━━ Selection
Jemicah Marasigan
Content Marketing Manager
Most marketing teams are great at starting conversations and great at closing them. The messy part in between is where things usually fall apart.
At the top of the funnel, everything feels exciting. You’re driving traffic, launching campaigns, and getting people in the door. At the bottom of the funnel, everything feels urgent. Deals are on the line, sales calls are booked, and everyone wants to know what’s going to close this quarter.
The middle of the funnel doesn’t get that same level of attention.
This is where people know who you are, remember why they showed up, and are quietly deciding whether they trust you enough to move forward. They aren’t asking for a demo yet, but they aren’t casually browsing either. They’re evaluating, comparing, and trying to picture what working with you would actually look like.
This is why marketing to the middle of the funnel matters so much. If you don’t guide people through this stage, they’ll still make a decision. You just won’t be part of it.
So what actually counts as the middle of the funnel?
Before you can do MOFU marketing well, you have to be clear on what lives in this stage.
The middle of the funnel includes people who have already raised their hand in some way. They’ve interacted with your brand more than once and have shown real intent, even if they haven’t said it out loud yet.
━━━━
▶ _Task instructions_
- A) In the article on the middle of the funnel, what are people at this stage not yet asking for?
- B) Update the passage of the article on the middle of the funnel starting at "The middle of the funnel includes" and ending at "out loud yet.", changing "brand" to "company".
The lines that follow are not needed for any of this work.
━━ Material provided
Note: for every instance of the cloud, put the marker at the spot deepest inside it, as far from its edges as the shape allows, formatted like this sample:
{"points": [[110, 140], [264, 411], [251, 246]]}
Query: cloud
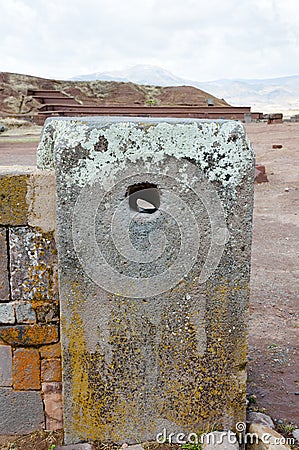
━━━━
▶ _Results of the tasks_
- A) A demo.

- B)
The middle of the funnel includes people who have already raised their hand in some way. They’ve interacted with your company more than once and have shown real intent, even if they haven’t said it out loud yet.